▶ _Directive_
Can you recast every line of the items below as a numbered list, leaving out any blank lines?

▶ _Provided records_
--------

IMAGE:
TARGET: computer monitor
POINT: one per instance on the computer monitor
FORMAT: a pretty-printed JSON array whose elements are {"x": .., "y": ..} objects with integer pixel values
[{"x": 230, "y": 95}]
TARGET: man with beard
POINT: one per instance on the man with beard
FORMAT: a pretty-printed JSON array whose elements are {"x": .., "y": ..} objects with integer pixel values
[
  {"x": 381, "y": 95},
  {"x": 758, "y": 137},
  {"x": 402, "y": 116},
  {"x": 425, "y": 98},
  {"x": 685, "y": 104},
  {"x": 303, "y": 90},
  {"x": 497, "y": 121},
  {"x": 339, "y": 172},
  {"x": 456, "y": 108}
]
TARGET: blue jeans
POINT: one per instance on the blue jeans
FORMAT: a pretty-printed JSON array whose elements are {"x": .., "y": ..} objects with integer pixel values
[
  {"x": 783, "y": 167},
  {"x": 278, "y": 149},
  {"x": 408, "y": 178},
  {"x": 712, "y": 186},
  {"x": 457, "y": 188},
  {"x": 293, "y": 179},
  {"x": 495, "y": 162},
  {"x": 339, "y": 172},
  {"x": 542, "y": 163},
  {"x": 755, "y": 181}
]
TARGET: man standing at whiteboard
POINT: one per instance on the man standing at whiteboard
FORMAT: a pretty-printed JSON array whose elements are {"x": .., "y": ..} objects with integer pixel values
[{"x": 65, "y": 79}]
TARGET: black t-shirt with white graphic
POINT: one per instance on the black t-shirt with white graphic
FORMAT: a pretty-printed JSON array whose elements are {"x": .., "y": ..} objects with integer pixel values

--------

▶ _Solution_
1. IMAGE:
2. TARGET: computer monitor
3. POINT: one per instance on the computer monitor
4. FORMAT: a pretty-printed JSON array whose elements are {"x": .., "y": ..} objects with integer pixel values
5. [{"x": 230, "y": 95}]
6. TARGET: man with beard
7. POINT: one per instance on the man with beard
8. FORMAT: a pretty-printed JSON array whose elements are {"x": .., "y": ..} objects with integer pixel values
9. [
10.   {"x": 381, "y": 95},
11.   {"x": 758, "y": 137},
12.   {"x": 402, "y": 116},
13.   {"x": 425, "y": 98},
14.   {"x": 685, "y": 104},
15.   {"x": 303, "y": 90},
16.   {"x": 497, "y": 121},
17.   {"x": 339, "y": 172},
18.   {"x": 456, "y": 108}
19. ]
20. TARGET: blue jeans
21. POINT: one per instance on the blue jeans
22. FORMAT: a pretty-printed JSON array whose elements are {"x": .., "y": ..} objects with integer pixel values
23. [
24.   {"x": 783, "y": 167},
25.   {"x": 278, "y": 149},
26.   {"x": 408, "y": 178},
27.   {"x": 712, "y": 186},
28.   {"x": 457, "y": 188},
29.   {"x": 293, "y": 179},
30.   {"x": 495, "y": 162},
31.   {"x": 339, "y": 172},
32.   {"x": 542, "y": 163},
33.   {"x": 755, "y": 181}
34. ]
35. TARGET: man standing at whiteboard
36. POINT: one per instance on the man standing at whiteboard
37. FORMAT: a pretty-printed JSON array whose elements are {"x": .., "y": ..} objects with integer pixel values
38. [{"x": 65, "y": 79}]
39. TARGET: black t-shirt with white graphic
40. POINT: one per instance on the black t-shirt with white graphic
41. FORMAT: a pretty-printed JSON array whose elements are {"x": .., "y": ..} objects with integer pixel values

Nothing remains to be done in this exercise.